* BEGIN SOURCE DOCUMENT *

On Behalf of | Sep 11, 2013 | Family Immigration

The Trust Act is all about a lack of trust between the state and federal governments. The California Senate recently passed the Trust Act and, after another review by the house, the controversial immigration legislation will go to Governor Jerry Brown for signature. It’s not definite that he’ll sign it because he vetoed it last year. The Act would restrict local police from detaining undocumented immigrants without serious criminal records on behalf of federal immigration authorities.

The veto last year was based on Brown’s feeling that too many crimes were left out as not being “serious” under the bill. It’s expected that much of that concern was corrected in the new bill that will go to Brown. However, Brown has not yet declared his backing or opposition this time around.

The bill is a reaction to the “Secure Communities” enforcement program under which federal agencies identify undocumented immigrants detained by local law enforcement by sharing fingerprints and other data. The program had led to almost 80,000 deportations in California according to press reports. The program is part and parcel to President Obama’s policy of ramping up deportation since 2008.

The administration has been expelling about 400,000 people per year, without in many cases giving them an opportunity to present a deportation defense. Administration officials view Secure Communities as a way to focus on deporting people with serious criminal records merely by identifying them through questionable procedures and deporting them without further ado. Opponents say that the program ensnares many non-criminals or low-level offenders, undermines trust between immigrant communities and police, and makes the state pay the bill for locking people up.

The Act also raises due process questions about the use of immigration detainers in California. ICE uses these to ask local police to hold suspected deportable immigrants. The detainers, however, do not comply with findings of probable cause or even reasonable suspicion, and are so flawed that at times they’ve been placed on United States citizens as well as immigrants who have a valid deportation defense.

* END SOURCE DOCUMENT *

▸ BRIEF A
Rewrite the records from the line containing "Practice. Pick out the silver" through the end of the records, including every request line, and shift each coordinate in the answers by adding 142 to every number.
The records have no connection to the article on the Trust Act.

* BEGIN DATA FOR THIS TASK *

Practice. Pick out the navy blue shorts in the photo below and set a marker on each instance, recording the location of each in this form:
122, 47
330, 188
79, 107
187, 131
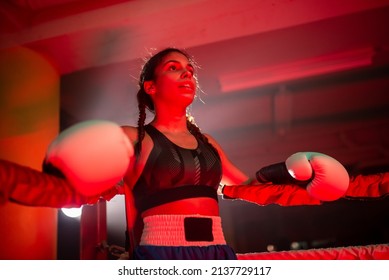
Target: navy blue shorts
213, 252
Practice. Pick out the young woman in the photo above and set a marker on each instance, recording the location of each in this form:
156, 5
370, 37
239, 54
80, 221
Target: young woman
176, 170
171, 181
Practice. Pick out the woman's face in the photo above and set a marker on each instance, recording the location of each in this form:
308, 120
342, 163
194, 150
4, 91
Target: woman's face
174, 81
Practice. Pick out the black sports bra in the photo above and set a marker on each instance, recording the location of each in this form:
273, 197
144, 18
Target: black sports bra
173, 173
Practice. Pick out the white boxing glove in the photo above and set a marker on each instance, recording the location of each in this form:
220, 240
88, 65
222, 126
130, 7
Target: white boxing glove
92, 155
329, 179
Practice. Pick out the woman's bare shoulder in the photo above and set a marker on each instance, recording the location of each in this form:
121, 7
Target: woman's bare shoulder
131, 132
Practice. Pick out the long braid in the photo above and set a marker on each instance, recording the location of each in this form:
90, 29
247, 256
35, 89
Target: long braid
141, 127
195, 130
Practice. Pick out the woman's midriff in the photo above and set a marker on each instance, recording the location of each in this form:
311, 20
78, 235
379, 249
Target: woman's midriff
203, 206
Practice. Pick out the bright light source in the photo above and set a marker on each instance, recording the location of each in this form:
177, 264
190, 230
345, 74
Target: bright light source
72, 212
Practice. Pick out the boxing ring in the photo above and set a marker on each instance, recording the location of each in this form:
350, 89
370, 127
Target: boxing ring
361, 187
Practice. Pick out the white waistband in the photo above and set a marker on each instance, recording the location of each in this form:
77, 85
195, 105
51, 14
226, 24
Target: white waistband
169, 230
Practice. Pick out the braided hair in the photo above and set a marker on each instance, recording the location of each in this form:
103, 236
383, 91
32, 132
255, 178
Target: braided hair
145, 101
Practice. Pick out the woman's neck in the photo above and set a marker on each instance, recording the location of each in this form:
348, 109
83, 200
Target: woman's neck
170, 123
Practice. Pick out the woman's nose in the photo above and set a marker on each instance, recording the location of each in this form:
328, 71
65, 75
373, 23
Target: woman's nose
187, 74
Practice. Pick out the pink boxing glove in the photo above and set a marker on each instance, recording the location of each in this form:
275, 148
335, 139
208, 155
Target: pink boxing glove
323, 177
92, 155
329, 179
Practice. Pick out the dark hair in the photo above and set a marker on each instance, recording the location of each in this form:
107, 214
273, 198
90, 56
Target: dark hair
145, 101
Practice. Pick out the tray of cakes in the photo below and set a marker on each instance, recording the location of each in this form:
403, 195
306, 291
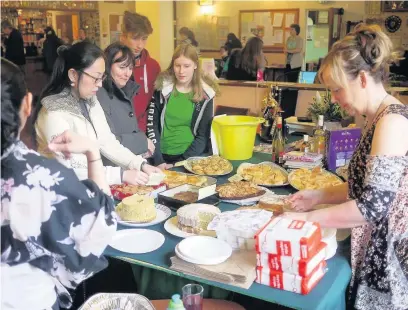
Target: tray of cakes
141, 211
315, 178
265, 174
212, 165
174, 179
191, 220
185, 194
121, 191
241, 192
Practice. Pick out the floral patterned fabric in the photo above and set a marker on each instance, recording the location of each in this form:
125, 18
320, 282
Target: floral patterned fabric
379, 257
51, 221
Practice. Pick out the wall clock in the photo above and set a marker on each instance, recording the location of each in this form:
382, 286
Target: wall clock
393, 23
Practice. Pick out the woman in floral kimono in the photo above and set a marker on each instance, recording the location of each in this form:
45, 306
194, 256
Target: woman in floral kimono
374, 202
54, 228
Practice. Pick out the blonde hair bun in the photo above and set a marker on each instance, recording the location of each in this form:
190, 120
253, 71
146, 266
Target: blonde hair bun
367, 48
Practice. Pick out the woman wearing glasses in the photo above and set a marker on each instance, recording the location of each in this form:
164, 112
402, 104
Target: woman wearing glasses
116, 98
69, 103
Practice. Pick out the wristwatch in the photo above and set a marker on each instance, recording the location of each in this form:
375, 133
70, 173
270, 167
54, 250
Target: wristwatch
141, 166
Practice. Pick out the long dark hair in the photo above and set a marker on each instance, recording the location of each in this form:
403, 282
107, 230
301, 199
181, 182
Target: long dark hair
110, 53
232, 43
78, 57
13, 91
189, 34
250, 58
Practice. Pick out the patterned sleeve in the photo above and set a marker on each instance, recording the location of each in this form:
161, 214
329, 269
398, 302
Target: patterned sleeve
381, 183
56, 222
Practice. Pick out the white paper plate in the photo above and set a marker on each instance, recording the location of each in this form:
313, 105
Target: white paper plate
188, 162
205, 250
163, 213
245, 165
137, 241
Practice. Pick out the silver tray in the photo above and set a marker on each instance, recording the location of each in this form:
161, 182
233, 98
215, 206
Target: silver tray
115, 301
188, 166
324, 171
242, 166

* END DATA FOR THIS TASK *

▸ BRIEF B
Copy the passage of the article on the Trust Act between "The Trust Act is" and "federal immigration authorities.", inclusive, word for word.

▸ TASK SOLUTION A
Practice. Pick out the silver tray in the photo above and set a marker on each instance, recording the location of each in this form:
161, 182
233, 98
215, 206
Target: silver tray
257, 443
330, 308
466, 313
384, 308

▸ TASK SOLUTION B
The Trust Act is all about a lack of trust between the state and federal governments. The California Senate recently passed the Trust Act and, after another review by the house, the controversial immigration legislation will go to Governor Jerry Brown for signature. It’s not definite that he’ll sign it because he vetoed it last year. The Act would restrict local police from detaining undocumented immigrants without serious criminal records on behalf of federal immigration authorities.